(Dataset excerpt)
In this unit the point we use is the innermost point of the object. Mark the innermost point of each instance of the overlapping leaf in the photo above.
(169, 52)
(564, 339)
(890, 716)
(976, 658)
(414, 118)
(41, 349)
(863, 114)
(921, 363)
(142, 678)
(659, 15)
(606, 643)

- [EXERCISE DIRECTIONS]: Rewrite all the records above, swapping every "innermost" for "most central" and leaving everything else untouched.

- [ANSWER IN FULL]:
In this unit the point we use is the most central point of the object. Mark the most central point of each instance of the overlapping leaf in the photo above.
(169, 52)
(564, 339)
(890, 716)
(976, 658)
(414, 118)
(41, 349)
(863, 114)
(921, 363)
(142, 678)
(659, 15)
(606, 643)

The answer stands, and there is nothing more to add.